_Exercise prompt_.
No picture belongs in the copy. Repeat each line below exactly.

****************************************

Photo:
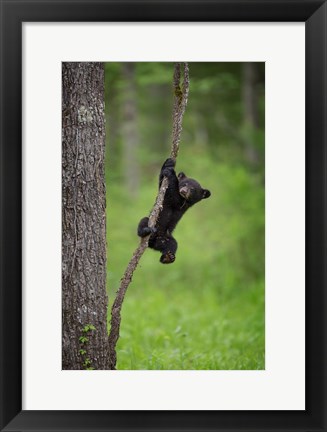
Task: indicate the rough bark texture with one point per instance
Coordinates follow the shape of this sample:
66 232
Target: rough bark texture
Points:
84 297
180 101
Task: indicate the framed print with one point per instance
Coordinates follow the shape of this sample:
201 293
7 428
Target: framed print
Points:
269 372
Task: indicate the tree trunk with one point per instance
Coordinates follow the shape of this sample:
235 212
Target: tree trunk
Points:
84 296
251 115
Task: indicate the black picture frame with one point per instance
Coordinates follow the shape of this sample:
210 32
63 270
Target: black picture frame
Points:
13 14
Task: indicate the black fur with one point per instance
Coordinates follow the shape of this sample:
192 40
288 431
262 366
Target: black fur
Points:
182 193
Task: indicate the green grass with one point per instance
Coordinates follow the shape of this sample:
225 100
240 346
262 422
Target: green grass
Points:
205 311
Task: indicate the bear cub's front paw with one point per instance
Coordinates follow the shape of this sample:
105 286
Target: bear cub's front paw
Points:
169 163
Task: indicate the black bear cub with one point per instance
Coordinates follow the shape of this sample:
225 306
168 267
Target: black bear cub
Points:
181 194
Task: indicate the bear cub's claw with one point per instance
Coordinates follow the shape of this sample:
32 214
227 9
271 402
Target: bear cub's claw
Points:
167 258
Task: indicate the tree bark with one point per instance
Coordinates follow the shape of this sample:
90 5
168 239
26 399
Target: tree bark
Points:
84 296
251 114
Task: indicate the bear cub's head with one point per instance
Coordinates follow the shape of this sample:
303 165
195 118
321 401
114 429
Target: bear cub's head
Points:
191 190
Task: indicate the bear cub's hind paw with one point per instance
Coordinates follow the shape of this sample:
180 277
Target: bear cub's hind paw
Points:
167 258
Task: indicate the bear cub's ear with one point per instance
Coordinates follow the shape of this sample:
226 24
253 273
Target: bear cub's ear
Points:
181 176
205 193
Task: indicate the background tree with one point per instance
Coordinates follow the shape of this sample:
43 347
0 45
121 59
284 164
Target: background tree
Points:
205 311
84 297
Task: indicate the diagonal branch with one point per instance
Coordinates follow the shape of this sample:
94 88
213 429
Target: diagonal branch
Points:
180 101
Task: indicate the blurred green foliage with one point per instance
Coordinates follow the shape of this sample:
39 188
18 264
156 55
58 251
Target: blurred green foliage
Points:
205 311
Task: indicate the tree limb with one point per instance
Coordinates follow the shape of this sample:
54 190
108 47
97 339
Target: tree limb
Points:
180 101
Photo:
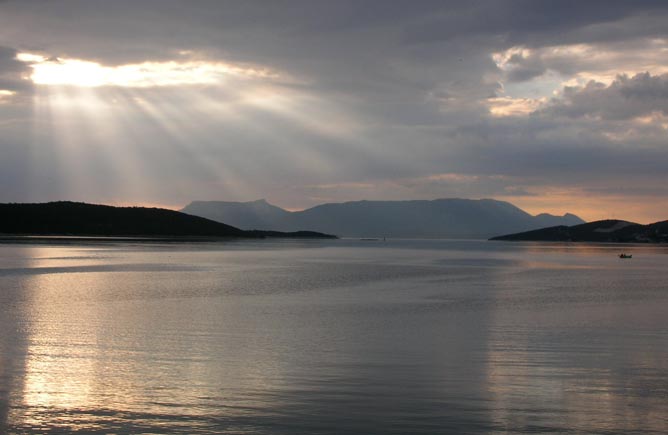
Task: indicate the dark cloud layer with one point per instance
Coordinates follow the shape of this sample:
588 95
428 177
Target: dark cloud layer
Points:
370 98
625 98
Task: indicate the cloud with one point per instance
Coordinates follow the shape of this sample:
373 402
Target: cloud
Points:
369 99
625 98
13 73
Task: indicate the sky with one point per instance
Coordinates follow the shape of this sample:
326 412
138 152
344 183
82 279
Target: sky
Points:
555 106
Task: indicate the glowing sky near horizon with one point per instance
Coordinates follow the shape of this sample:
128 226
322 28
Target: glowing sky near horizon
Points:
559 110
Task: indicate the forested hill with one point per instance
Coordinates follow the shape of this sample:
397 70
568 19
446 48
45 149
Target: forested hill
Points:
605 231
81 219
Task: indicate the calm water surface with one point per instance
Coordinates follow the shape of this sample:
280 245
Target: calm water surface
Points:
334 337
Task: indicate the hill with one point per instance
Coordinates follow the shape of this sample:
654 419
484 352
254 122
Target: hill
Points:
75 218
604 231
440 218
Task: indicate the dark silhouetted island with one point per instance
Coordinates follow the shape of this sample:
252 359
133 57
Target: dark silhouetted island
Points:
66 218
605 231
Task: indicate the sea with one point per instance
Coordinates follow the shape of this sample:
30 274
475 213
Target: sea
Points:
332 337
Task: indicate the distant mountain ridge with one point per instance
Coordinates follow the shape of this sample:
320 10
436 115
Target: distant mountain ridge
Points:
439 218
81 219
604 231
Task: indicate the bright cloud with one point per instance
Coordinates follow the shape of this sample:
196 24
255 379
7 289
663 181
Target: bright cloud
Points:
84 73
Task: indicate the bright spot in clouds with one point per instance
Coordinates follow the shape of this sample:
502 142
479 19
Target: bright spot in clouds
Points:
78 72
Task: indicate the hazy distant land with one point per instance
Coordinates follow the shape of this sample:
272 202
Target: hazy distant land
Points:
440 218
606 231
81 219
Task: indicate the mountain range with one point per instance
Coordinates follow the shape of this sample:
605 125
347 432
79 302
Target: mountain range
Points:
439 218
605 231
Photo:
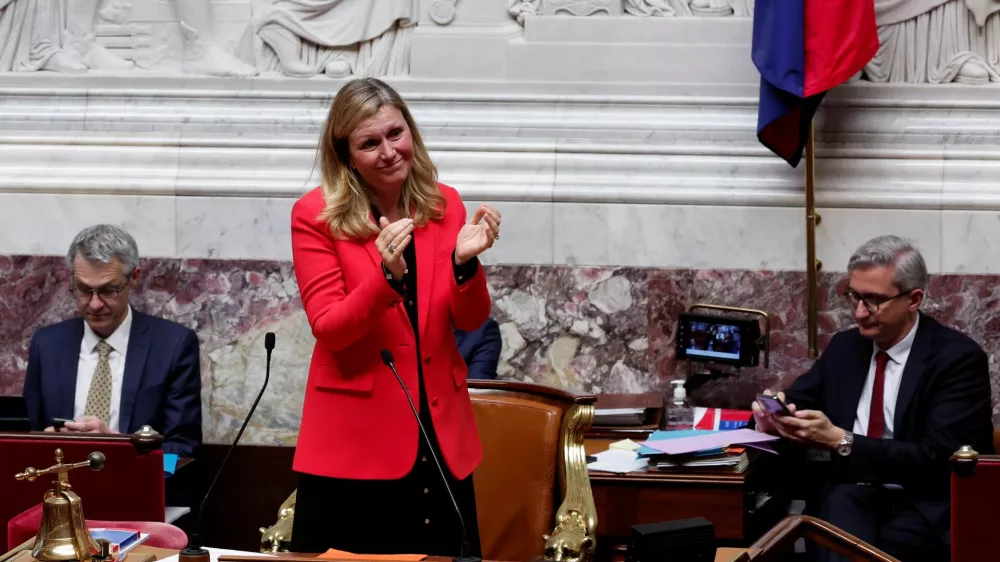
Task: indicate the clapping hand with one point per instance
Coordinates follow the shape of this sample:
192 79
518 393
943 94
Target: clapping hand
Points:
474 238
391 242
84 424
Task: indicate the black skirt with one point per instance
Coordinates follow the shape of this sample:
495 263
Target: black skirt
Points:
412 515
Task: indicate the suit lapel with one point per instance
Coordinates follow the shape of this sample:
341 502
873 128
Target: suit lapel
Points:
913 371
425 239
135 362
854 383
69 365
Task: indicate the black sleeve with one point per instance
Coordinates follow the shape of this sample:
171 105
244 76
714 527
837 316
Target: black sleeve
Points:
465 271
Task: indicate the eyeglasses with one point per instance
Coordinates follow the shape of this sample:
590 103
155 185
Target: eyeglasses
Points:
871 302
107 295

****************************************

_Solution for this problem_.
Photo:
Task: indicate the rough bark texture with one point per instance
Coordinates follow the shape of this sample:
66 232
Target: rough bark texture
Points:
84 297
180 101
Task: indicate the framed print with one point per instance
Coordinates follow the shape of this sample:
201 293
7 428
Target: framed print
Points:
269 372
Task: indicate the tree trunk with one point per instance
Coordinates follow the shape of this sample:
235 212
Target: tree trunk
Points:
84 296
251 115
Task: indicate the black picture frame with one point per instance
Coordinates follow the shape of this sample:
210 32
63 270
Target: black picture frame
Points:
13 14
Task: indicate the black fur with one point per instance
Coordinates follow the shape of this sample:
192 40
288 431
262 366
Target: black fur
Points:
182 193
Task: indicate the green grass with one point per instance
Coordinates follow the shape of this sample:
225 100
240 346
262 422
Target: green grass
Points:
205 311
Task: indicate the bear cub's front paw with one point per instance
Coordinates follow the shape of this sample:
105 286
Target: bear cub's front paw
Points:
169 163
Task: indicate the black bear cub with one point per instance
Coordinates follow the shape of this sample:
225 306
168 267
Target: black bear cub
Points:
181 194
Task: indicate the bear cub's claw with one point per instance
Coordinates follow the shape of this sample:
32 214
227 9
271 402
Target: bear cub's claw
Points:
167 258
Task: indicate the tree bark with one point per instance
Coordinates follow the shape of this sample:
90 5
168 239
26 399
Target: tree bark
Points:
84 296
251 114
Task: indicate the bear cub's head with one point per instance
Coordinates follow the shape of this sample:
303 165
195 118
321 401
114 429
Target: bear cub's head
Points:
191 190
Task: indicate the bear cub's hind paw with one point per instance
Coordinates follow the shape of this sample:
180 277
Target: bear cub's hind paw
Points:
167 258
Task: indicate the bear cub's ear with one point per instance
Coordinates follow the shape of this sample:
226 24
253 273
Target: bear cub's ear
Points:
181 176
205 193
Task: indicate the background tree with one point per instance
Coordinates follow the shape of this sample:
43 347
0 45
121 59
284 164
Target: background tree
Points:
205 311
84 297
Task: indicate the diagonal branch with one point per instance
Coordinates follow the shape of this sample:
94 88
213 429
Target: diagonal branch
Points:
180 101
Task: indicate the blurred green foliage with one point per instance
Coordinates follow the shape of this sample:
39 188
18 264
156 55
58 251
Target: blurred green foliage
Points:
205 311
Task: indicate the tree limb with one point per instance
Coordinates follow the shape of this sample:
54 190
108 47
97 339
Target: tree limb
Points:
180 101
Photo:
Task: indicate the dark cloud layer with one point per instance
Coordinates follow the shape of this sample:
588 95
428 177
Target: dark cloud layer
Points:
370 98
625 98
Task: indicate the cloud with one point per instance
Coordinates follow the shape of this sample:
373 402
Target: cloud
Points:
369 99
625 98
13 73
Task: indicate the sky with one point per instance
Coordinates follow the shape of this sample:
326 412
138 152
344 183
82 279
Target: sky
Points:
555 106
Task: indicate the glowing sky near horizon with one point per instance
Coordinates follow the shape of this sample:
128 226
322 28
Target: glowing sky near horizon
Points:
559 110
Task: indicate the forested hill with one point per instance
Coordinates follow the shape of this sample:
397 70
568 19
446 48
45 149
Target: forested hill
Points:
605 231
81 219
Task: indicate the calm water surface with one point per instance
Coordinates follow the shape of this sample:
280 245
Target: calm water surface
Points:
334 337
Task: indicate the hill with one point per instance
Coordinates follow the shape of this sample:
654 419
484 352
254 122
Target: hill
Points:
75 218
604 231
440 218
Task: indicate the dark silhouetted island with one point per instance
Coordinates follow the shape of this sample:
252 359
133 57
Target: dark silhouetted island
Points:
66 218
605 231
Task: indicate the sea with one point per instance
Coordinates follow the shape of this sample:
30 274
475 213
Target: sea
Points:
332 337
Task: indicate the distant mountain ridge with one point per instance
Coordinates follow the shape of this sample:
320 10
436 115
Target: distant mountain ridge
Points:
439 218
81 219
604 231
Task: indicate the bright cloud with one point per instance
Coordinates follow the shape of this sample:
196 24
255 379
7 289
663 181
Target: bright cloud
Points:
84 73
Task: indicate the bright spot in clouds with one point per instance
Coordinates follow the shape of this sample:
502 142
479 19
Target: bright spot in clouds
Points:
78 72
Task: indicate the hazy distant land with one point per instance
Coordinates follow the shape of this sample:
272 202
Target: hazy distant land
Points:
440 218
606 231
81 219
Task: indicate the mountain range with one point per instance
Coordinates follow the shape of this sample:
605 125
347 432
79 302
Target: mountain range
Points:
439 218
605 231
Photo:
Task: indicate the clapping hand with one point per instance
Coordinates follow the shape of this sample:
192 79
518 393
943 94
Target: clapping hand
Points:
474 238
391 242
84 424
Task: indicate the black skirt with one point per instance
Coordinates follow the shape of this sample:
495 263
Target: black skirt
Points:
412 515
Task: indicate the suit lapel with one point per instance
Coordinates follow the shape of this sample:
341 502
873 128
Target: suit lapel
Points:
913 371
425 239
135 362
854 383
69 365
Task: indicate the black sleeve with one point per instance
Coordinates follow the shape of this sample:
171 105
244 76
714 527
837 316
Target: black sleeve
Points:
465 271
Task: indicate the eyeglasses with one point per instance
Coordinates follow the shape of this sample:
590 103
155 185
Target: eyeglasses
Points:
871 302
107 295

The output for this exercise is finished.